— Natural language region descriptions —

--- --- ---

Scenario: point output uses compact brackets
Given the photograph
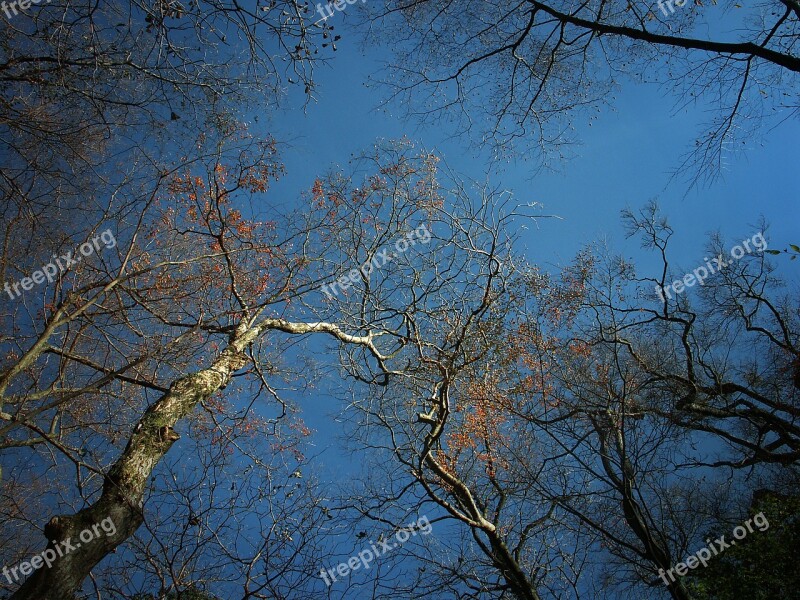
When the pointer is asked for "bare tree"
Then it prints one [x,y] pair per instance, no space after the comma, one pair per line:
[524,72]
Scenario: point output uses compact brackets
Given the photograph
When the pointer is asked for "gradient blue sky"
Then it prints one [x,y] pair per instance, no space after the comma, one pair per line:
[625,160]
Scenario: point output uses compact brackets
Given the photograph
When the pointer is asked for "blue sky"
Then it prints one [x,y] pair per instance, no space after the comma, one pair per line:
[626,159]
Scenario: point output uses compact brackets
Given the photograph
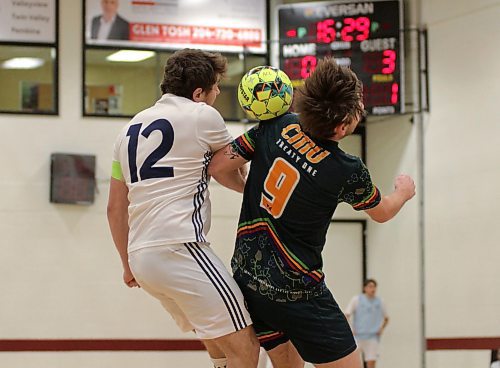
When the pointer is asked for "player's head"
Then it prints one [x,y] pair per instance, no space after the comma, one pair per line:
[109,8]
[194,74]
[370,287]
[330,100]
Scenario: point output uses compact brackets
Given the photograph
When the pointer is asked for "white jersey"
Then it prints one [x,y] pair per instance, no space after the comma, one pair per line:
[164,153]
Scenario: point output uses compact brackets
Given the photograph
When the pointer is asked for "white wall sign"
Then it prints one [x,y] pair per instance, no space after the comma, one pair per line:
[221,25]
[28,21]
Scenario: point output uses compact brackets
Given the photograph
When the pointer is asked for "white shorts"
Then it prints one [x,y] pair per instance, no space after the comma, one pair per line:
[194,286]
[369,348]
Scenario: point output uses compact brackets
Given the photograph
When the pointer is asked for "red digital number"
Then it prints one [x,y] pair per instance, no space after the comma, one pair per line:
[363,26]
[351,25]
[394,93]
[308,64]
[389,60]
[325,31]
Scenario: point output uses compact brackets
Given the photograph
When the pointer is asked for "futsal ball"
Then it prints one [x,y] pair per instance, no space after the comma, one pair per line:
[265,92]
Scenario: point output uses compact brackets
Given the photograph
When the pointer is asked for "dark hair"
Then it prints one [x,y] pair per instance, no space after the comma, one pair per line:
[369,281]
[332,95]
[189,69]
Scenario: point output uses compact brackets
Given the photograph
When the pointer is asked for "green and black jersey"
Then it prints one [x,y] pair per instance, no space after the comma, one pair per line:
[293,188]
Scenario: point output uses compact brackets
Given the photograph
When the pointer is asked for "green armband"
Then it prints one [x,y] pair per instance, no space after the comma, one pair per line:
[116,171]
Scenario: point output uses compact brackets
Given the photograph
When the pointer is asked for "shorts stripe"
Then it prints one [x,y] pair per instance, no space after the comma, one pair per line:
[232,298]
[220,285]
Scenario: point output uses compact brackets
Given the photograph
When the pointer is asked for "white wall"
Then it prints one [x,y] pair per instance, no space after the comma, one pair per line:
[462,170]
[62,276]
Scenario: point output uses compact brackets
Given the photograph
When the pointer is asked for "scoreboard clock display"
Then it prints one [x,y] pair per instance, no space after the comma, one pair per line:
[362,35]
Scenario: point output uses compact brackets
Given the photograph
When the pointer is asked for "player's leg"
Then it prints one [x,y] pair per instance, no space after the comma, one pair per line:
[318,330]
[285,356]
[370,349]
[241,348]
[195,287]
[353,360]
[217,356]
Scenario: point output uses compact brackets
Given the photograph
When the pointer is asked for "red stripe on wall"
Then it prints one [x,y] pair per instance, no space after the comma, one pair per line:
[99,345]
[464,343]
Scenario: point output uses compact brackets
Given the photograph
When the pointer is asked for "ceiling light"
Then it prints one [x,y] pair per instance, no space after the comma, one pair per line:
[22,63]
[130,56]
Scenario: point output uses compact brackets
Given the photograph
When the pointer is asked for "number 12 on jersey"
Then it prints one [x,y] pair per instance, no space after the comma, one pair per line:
[278,187]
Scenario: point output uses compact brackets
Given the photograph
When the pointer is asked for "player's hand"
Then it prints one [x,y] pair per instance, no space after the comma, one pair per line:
[129,279]
[405,185]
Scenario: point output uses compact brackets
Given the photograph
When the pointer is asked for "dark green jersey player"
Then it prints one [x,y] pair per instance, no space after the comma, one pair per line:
[297,177]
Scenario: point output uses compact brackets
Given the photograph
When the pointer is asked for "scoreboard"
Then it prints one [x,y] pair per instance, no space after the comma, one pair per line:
[364,35]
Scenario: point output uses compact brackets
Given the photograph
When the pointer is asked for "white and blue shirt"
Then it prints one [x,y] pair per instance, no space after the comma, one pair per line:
[162,155]
[367,315]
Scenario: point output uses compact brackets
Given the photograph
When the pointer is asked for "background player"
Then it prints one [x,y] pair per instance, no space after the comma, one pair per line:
[159,208]
[297,177]
[369,318]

--- --- ---

— PROMPT —
Go through the entries above, and wherever a line holds the word "shorts", copy that line.

— WRITTEN SOLUTION —
When the pointer is asked for "white shorts"
When the pointer is asked for "shorts stripe"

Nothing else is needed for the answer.